# [STATED EXERCISE 1]
Output the passage of the text on Nizamuddin between "Chinki Sinha Chinki" and "spirituality, they say.", inclusive.
— begin SOURCE —
Chinki Sinha Chinki Sinha | 17 Feb, 2014
Strains of rock music have begun to waft across the gullies of Nizamuddin that usually reverberate with qawwalis
They will sing their way out of this, the slum life, they say. In fact, they repeat it so many times that they almost believe it.
But before they sing, they touch their ears, fold hands, and ask for forgiveness. In Islam, the religion they follow, music—‘ useless entertainment’—is forbidden for it leads away from the path of spirituality, they say.
In Nizamuddin, they have grown up listening to qawwali at the shrine of Hazrat Nizamuddin Auliya and his disciple Amir Khusro, the poet. They have also been witness to a growing number of Tablighis who throng its streets and cafes.
The Tablighi Jamaat is a proselytising movement that started in Mewat in 1926. The diktat is simple: become believers and revert to the Five Pillars of Islam. Revive the faith, they say. The world headquarters of the Tablighi Jamaat is only a few metres from the shrine in Nizamuddin—religion and its defiance in the same space.
— end SOURCE —
— begin INFORMATION GIVEN —
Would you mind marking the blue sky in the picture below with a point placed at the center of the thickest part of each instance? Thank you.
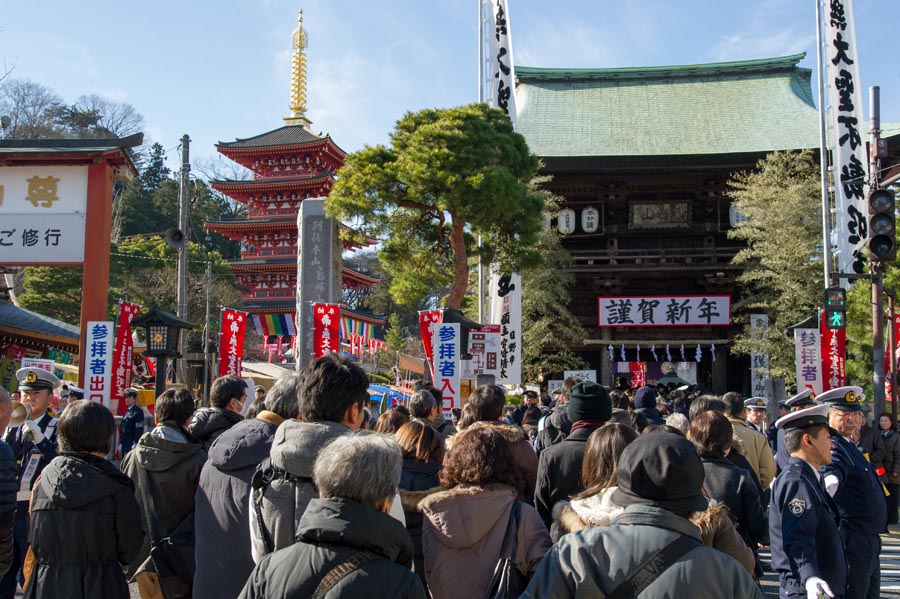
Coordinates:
(221, 70)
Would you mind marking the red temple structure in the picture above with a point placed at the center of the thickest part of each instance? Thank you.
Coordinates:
(289, 164)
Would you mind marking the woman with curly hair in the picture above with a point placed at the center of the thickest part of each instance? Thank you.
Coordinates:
(464, 525)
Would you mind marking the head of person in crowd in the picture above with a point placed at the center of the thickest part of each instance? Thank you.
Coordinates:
(390, 422)
(661, 470)
(228, 392)
(807, 435)
(711, 433)
(333, 389)
(364, 468)
(845, 414)
(481, 456)
(422, 405)
(487, 403)
(174, 406)
(421, 442)
(704, 403)
(601, 456)
(86, 427)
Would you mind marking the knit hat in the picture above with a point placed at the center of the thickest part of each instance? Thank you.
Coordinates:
(589, 401)
(662, 470)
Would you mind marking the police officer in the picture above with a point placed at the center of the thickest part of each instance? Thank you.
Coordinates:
(804, 523)
(34, 445)
(860, 498)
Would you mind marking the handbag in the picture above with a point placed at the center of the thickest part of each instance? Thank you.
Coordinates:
(508, 581)
(172, 556)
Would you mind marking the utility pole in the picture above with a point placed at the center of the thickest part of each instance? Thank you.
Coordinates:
(184, 223)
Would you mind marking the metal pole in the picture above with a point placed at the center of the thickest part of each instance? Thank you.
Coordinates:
(823, 152)
(206, 335)
(184, 223)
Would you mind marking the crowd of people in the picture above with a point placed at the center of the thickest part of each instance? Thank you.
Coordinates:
(307, 491)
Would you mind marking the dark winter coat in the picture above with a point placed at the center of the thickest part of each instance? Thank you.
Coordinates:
(559, 472)
(85, 525)
(208, 423)
(173, 470)
(418, 480)
(728, 484)
(330, 532)
(8, 488)
(222, 515)
(556, 428)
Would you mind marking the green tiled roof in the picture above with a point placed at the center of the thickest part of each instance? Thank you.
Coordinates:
(719, 108)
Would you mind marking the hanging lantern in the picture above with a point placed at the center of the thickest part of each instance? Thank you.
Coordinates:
(590, 219)
(566, 221)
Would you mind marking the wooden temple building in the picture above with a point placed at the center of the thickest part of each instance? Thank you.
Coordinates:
(289, 164)
(642, 157)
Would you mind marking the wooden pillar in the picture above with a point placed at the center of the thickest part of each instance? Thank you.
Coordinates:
(98, 230)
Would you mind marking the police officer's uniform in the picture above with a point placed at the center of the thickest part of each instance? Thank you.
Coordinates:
(31, 458)
(860, 499)
(804, 523)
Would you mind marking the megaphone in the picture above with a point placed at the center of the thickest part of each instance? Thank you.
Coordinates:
(175, 238)
(20, 413)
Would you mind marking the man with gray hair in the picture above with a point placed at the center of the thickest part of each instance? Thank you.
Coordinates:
(347, 544)
(222, 502)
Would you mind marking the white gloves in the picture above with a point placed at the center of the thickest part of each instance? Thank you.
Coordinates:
(816, 588)
(30, 427)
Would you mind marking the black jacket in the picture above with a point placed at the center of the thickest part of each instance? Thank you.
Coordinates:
(222, 525)
(559, 473)
(173, 470)
(330, 532)
(8, 486)
(208, 423)
(85, 525)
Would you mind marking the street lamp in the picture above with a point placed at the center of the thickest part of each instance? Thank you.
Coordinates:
(162, 331)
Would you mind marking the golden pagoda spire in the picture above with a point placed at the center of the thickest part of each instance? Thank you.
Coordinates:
(298, 77)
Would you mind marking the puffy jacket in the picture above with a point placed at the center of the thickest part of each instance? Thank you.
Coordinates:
(173, 470)
(593, 562)
(222, 516)
(330, 532)
(462, 534)
(85, 525)
(294, 451)
(208, 423)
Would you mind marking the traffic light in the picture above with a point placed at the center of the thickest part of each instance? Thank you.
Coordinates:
(835, 308)
(882, 226)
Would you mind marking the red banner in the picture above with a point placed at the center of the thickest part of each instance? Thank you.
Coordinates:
(122, 358)
(231, 341)
(326, 329)
(834, 348)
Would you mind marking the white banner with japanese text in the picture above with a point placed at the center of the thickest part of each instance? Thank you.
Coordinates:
(808, 360)
(100, 348)
(665, 310)
(445, 340)
(846, 126)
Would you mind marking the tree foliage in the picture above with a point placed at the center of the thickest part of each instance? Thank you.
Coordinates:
(783, 259)
(448, 176)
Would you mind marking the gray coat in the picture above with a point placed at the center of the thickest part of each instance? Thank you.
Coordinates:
(593, 562)
(294, 450)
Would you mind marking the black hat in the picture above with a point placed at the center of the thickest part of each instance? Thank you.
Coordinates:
(589, 401)
(663, 470)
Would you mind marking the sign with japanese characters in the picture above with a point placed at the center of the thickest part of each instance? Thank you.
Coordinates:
(846, 127)
(834, 347)
(122, 361)
(99, 347)
(447, 364)
(808, 360)
(665, 311)
(759, 359)
(231, 341)
(326, 329)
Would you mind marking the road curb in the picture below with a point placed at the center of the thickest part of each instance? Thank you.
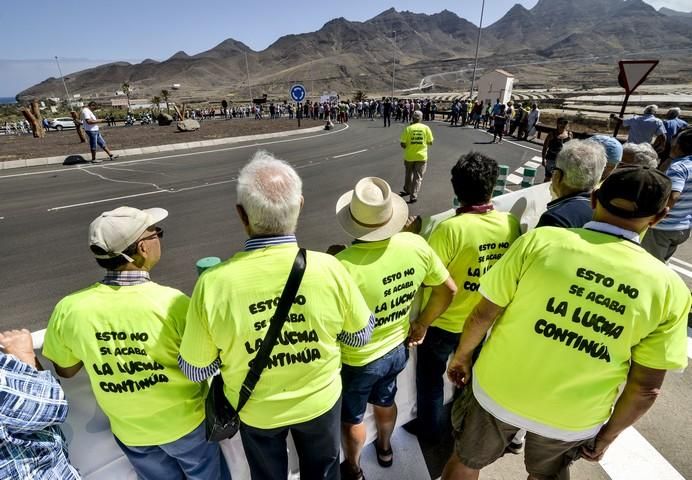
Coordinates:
(33, 162)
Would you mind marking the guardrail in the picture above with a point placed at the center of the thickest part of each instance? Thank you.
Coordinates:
(94, 452)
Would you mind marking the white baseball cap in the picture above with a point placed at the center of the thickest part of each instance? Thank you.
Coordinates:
(117, 229)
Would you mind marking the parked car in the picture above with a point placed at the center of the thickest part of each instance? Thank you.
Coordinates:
(61, 122)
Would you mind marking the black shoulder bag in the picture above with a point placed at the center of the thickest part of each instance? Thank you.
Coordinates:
(222, 420)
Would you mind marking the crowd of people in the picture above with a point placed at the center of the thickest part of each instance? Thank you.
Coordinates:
(537, 369)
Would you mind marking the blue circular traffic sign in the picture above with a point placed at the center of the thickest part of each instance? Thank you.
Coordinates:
(297, 93)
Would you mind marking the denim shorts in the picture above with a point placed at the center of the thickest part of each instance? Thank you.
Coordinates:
(95, 139)
(372, 383)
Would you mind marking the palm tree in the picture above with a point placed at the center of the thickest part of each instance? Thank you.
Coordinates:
(156, 101)
(164, 94)
(126, 91)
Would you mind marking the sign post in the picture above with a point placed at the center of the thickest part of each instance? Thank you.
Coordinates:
(298, 94)
(632, 74)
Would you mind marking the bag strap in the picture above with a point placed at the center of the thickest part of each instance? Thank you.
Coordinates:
(275, 325)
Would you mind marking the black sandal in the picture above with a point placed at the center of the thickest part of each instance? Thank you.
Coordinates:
(384, 453)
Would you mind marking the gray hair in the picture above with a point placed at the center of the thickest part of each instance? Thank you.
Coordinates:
(270, 191)
(640, 154)
(673, 113)
(581, 163)
(650, 109)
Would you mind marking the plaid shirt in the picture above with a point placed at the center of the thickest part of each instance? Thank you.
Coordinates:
(125, 278)
(32, 406)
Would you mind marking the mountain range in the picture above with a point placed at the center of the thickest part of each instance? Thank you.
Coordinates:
(556, 43)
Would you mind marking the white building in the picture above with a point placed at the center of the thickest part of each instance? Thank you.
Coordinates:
(495, 84)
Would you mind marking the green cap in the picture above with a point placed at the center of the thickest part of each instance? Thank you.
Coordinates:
(205, 263)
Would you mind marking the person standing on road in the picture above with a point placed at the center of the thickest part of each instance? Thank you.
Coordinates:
(662, 240)
(388, 267)
(230, 312)
(532, 119)
(91, 127)
(387, 111)
(415, 140)
(468, 244)
(557, 356)
(125, 331)
(577, 171)
(643, 128)
(552, 145)
(32, 408)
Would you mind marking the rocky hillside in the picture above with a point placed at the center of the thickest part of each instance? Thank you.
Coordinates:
(565, 42)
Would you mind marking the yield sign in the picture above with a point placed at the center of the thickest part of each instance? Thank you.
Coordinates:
(634, 72)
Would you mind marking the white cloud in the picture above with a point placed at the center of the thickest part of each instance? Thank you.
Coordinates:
(679, 5)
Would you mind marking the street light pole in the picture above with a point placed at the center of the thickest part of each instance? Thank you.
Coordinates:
(67, 93)
(247, 70)
(394, 64)
(478, 44)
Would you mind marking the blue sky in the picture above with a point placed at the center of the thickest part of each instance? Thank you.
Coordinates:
(84, 34)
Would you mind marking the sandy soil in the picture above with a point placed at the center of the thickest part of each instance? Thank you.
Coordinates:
(119, 137)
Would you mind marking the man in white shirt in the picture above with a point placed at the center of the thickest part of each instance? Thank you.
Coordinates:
(91, 127)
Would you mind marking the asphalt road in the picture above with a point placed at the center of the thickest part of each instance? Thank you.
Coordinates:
(45, 213)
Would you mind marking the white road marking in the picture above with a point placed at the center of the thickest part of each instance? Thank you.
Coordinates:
(177, 155)
(54, 209)
(681, 270)
(677, 260)
(511, 142)
(351, 153)
(631, 457)
(102, 177)
(514, 179)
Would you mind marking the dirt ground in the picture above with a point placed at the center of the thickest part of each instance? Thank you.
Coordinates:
(67, 142)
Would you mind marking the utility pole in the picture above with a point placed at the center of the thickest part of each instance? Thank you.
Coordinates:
(394, 63)
(247, 70)
(478, 44)
(67, 93)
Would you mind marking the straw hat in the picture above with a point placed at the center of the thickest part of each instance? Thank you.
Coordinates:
(370, 212)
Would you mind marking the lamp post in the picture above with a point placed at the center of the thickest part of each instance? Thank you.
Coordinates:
(247, 70)
(478, 44)
(394, 63)
(67, 93)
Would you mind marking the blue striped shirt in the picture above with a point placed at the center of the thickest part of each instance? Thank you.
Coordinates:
(32, 406)
(680, 173)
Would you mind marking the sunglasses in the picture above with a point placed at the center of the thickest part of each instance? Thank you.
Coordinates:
(158, 233)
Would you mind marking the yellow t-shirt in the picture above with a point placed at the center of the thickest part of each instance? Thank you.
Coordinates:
(580, 305)
(389, 273)
(469, 244)
(128, 339)
(416, 137)
(229, 314)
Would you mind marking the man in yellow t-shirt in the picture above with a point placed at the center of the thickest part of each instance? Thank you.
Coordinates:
(126, 331)
(575, 316)
(230, 311)
(469, 244)
(415, 140)
(389, 268)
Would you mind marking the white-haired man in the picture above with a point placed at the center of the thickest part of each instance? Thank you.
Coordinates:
(415, 140)
(125, 332)
(231, 309)
(587, 370)
(578, 169)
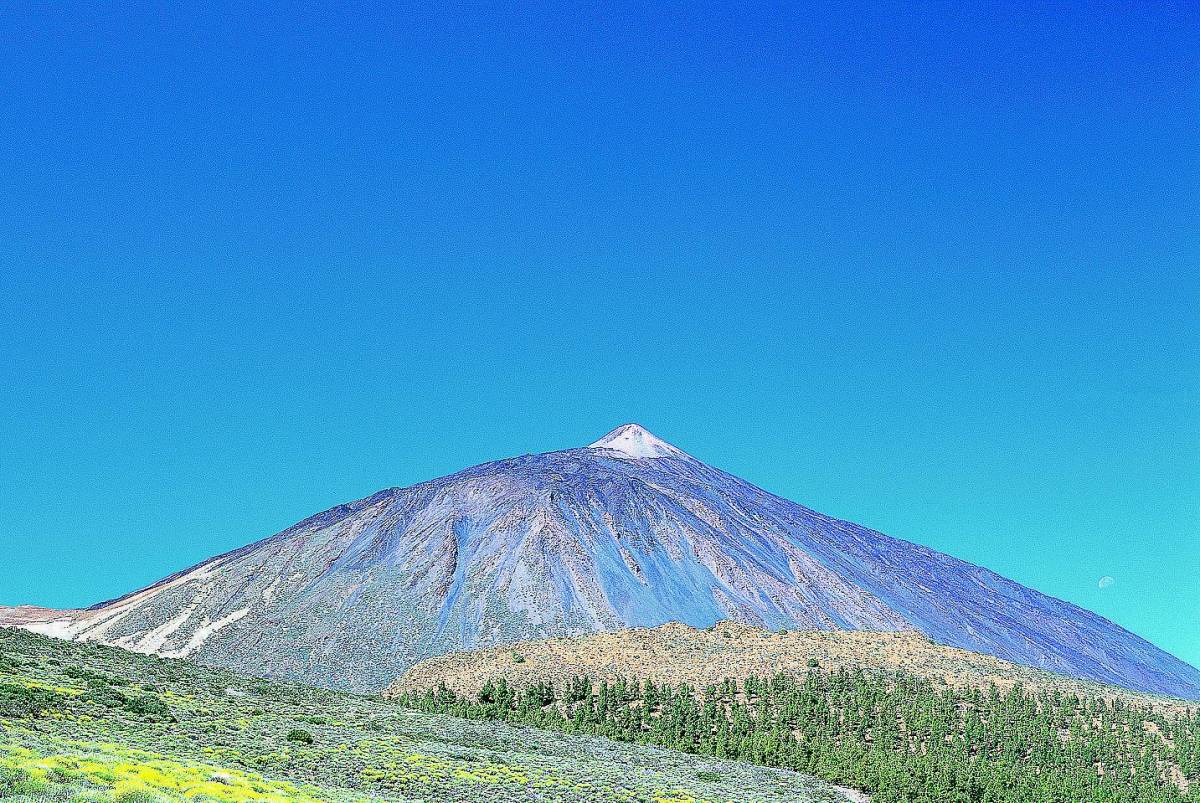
— end INFORMATION GIVEN —
# [STATED EXERCISE 2]
Return the lines of the records from the one holding "Would you mind marking the straw" through the end of the records, both inclusive, without the pictures.

# [WRITTEN REPLY 1]
Chinki Sinha Chinki Sinha | 17 Feb, 2014
Strains of rock music have begun to waft across the gullies of Nizamuddin that usually reverberate with qawwalis
They will sing their way out of this, the slum life, they say. In fact, they repeat it so many times that they almost believe it.
But before they sing, they touch their ears, fold hands, and ask for forgiveness. In Islam, the religion they follow, music—‘ useless entertainment’—is forbidden for it leads away from the path of spirituality, they say.

# [WRITTEN REPLY 2]
Would you mind marking the straw hat in the picture above with a point placed at the center of the thickest part of each instance? Thank you.
Coordinates:
(370, 212)
Would you mind marking the lamp post in the picture above with a point placed at the center of the thickest part of each instance? Thank you.
Coordinates:
(247, 70)
(478, 44)
(394, 63)
(67, 93)
Would you mind marking the blue striped shirt in the picture above with a point placed at the center of the thickest part of each instance? Thank you.
Coordinates:
(32, 406)
(680, 173)
Would you mind marking the sunglasses in the picture above with a point placed at the center of the thickest part of each instance? Thank you.
Coordinates:
(158, 233)
Would you mind marking the yellow t-shirt in the picture above with a point placed at the center of the thickest part of each instance? Thank you.
Coordinates:
(580, 305)
(389, 273)
(469, 244)
(128, 339)
(416, 137)
(229, 314)
Would you mind marking the man in yellow t-shirt in the picture above with a point placed at the center of the thickest part of each instance? Thank you.
Coordinates:
(126, 331)
(575, 316)
(230, 311)
(469, 244)
(415, 140)
(389, 268)
Would you mind marking the white-haired man in the picture above with a point placed at the center of the thickest part of each instance? Thank you.
Coordinates:
(415, 140)
(125, 332)
(231, 309)
(587, 370)
(578, 169)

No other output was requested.